Work required:
Rewrite the stretch from the line containing "Report one point per instance of the treeline" through the end of the listing, putting "forest edge" where "treeline" stands and changing nothing else. Leave the picture out.

------------------------------------------------------------

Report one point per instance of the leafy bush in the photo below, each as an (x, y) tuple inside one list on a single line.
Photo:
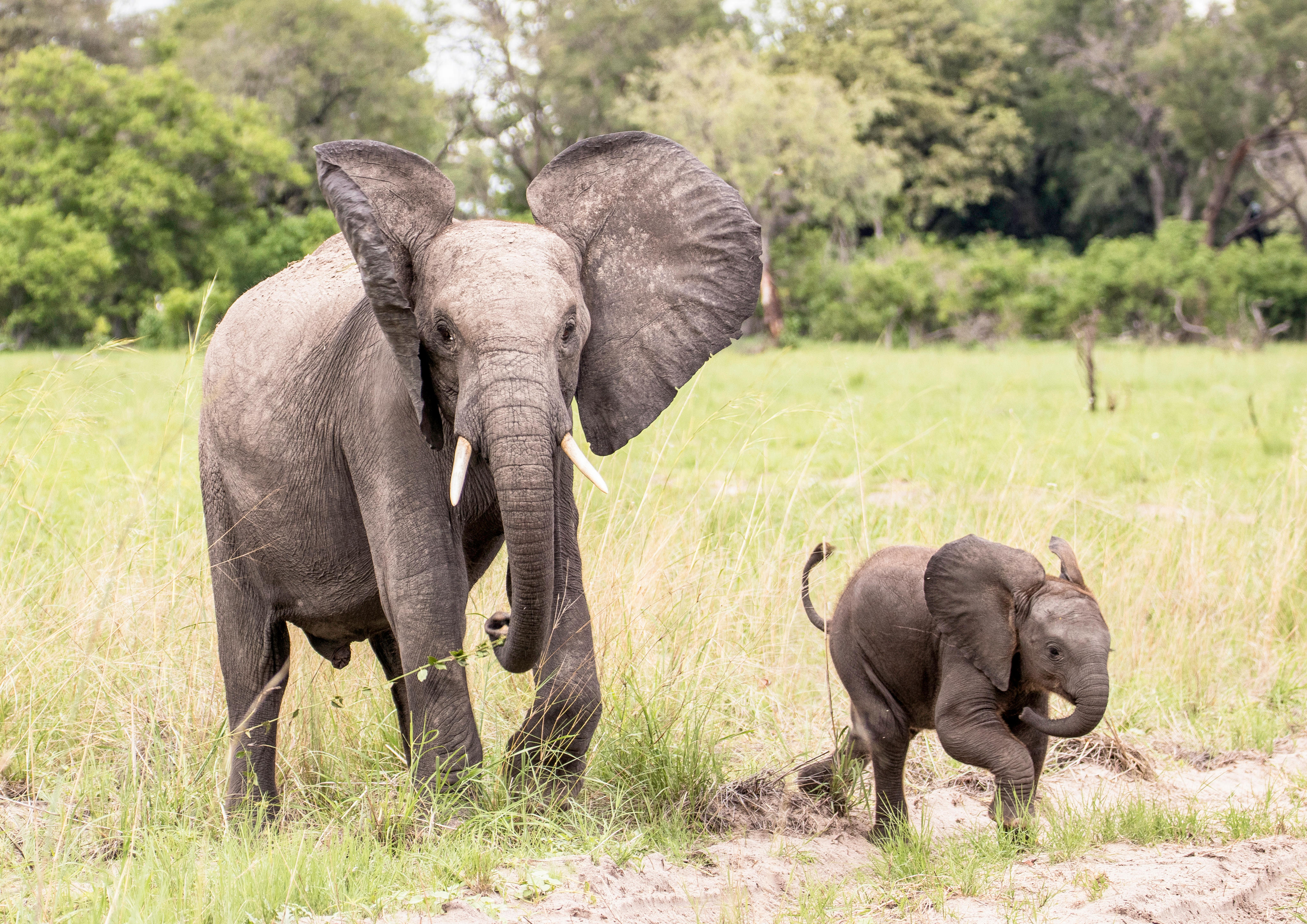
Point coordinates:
[(50, 266), (1001, 287)]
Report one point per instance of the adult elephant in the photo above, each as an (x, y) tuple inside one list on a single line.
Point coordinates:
[(381, 417)]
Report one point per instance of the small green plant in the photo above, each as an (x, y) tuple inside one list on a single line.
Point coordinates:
[(1093, 884)]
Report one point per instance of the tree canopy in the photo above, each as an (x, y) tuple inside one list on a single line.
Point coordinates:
[(152, 164), (143, 163)]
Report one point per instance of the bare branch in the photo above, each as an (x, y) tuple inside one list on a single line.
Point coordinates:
[(1185, 322)]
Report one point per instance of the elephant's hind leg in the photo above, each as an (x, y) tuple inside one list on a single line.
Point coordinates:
[(254, 650)]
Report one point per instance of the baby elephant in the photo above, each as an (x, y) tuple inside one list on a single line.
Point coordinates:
[(969, 640)]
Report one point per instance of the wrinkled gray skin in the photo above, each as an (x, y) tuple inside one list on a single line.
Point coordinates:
[(335, 391), (969, 640)]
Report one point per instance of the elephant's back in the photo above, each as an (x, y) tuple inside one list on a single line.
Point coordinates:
[(889, 629), (283, 322)]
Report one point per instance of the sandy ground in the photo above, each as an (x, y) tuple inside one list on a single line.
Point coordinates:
[(834, 875), (791, 862)]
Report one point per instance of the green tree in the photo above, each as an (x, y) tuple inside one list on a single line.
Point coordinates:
[(552, 71), (1232, 84), (50, 268), (144, 159), (785, 142), (932, 87), (327, 70)]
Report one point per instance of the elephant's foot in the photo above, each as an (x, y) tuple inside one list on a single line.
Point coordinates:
[(254, 808), (550, 781), (1017, 808)]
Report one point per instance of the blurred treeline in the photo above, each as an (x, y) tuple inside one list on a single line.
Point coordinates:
[(919, 168)]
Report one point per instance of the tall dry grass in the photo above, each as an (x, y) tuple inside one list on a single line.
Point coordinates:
[(1187, 513)]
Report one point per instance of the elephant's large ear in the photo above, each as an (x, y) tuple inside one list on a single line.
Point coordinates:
[(670, 262), (390, 203), (971, 587)]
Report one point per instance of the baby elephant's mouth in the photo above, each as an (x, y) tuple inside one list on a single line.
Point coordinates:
[(497, 627)]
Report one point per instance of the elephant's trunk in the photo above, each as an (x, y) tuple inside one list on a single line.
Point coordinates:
[(521, 446), (1090, 705)]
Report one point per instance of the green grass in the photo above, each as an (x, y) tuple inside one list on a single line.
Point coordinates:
[(1189, 518)]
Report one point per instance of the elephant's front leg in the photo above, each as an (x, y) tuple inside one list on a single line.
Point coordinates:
[(423, 582), (556, 735), (971, 731), (442, 732)]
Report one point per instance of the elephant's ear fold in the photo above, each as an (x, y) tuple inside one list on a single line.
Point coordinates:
[(390, 203), (670, 263), (971, 590)]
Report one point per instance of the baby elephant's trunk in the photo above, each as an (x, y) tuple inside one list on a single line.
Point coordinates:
[(819, 556), (1090, 706)]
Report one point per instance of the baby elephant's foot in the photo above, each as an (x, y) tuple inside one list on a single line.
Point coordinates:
[(1017, 808)]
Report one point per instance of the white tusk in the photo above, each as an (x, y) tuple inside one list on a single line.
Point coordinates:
[(462, 457), (582, 463)]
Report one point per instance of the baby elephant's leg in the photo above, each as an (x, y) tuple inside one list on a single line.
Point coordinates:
[(971, 732), (1034, 740), (889, 753)]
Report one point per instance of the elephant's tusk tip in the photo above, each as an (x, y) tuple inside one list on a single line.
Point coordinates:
[(462, 457), (583, 465)]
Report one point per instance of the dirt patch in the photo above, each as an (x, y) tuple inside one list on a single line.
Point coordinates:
[(791, 861)]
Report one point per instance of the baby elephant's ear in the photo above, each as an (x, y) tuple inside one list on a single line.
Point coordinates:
[(971, 587), (1071, 568)]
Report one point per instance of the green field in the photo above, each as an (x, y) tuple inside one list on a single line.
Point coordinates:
[(1187, 506)]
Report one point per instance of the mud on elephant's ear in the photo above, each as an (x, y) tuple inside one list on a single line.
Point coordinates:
[(390, 204), (670, 265), (971, 589)]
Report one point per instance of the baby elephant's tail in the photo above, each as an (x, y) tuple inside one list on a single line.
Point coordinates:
[(819, 556)]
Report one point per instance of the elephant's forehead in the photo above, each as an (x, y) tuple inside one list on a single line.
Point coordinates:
[(1066, 603), (498, 260)]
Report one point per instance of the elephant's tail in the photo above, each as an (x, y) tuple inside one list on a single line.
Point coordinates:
[(819, 556)]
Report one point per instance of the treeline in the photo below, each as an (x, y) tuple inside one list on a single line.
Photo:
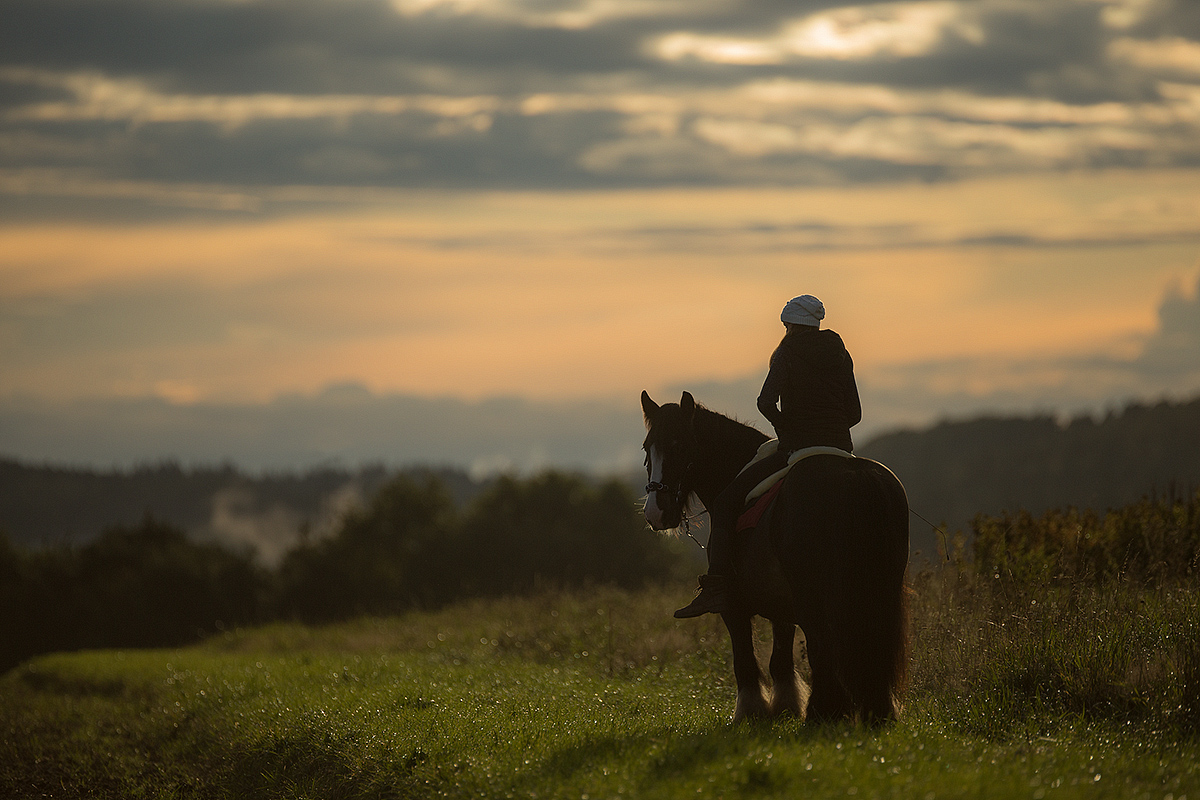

------------------------------------------------------------

Answer to the exercise:
Report one point per instance of the forest edge in the photo below, each as an (x, y) tuple inside one list on a single line.
Photo:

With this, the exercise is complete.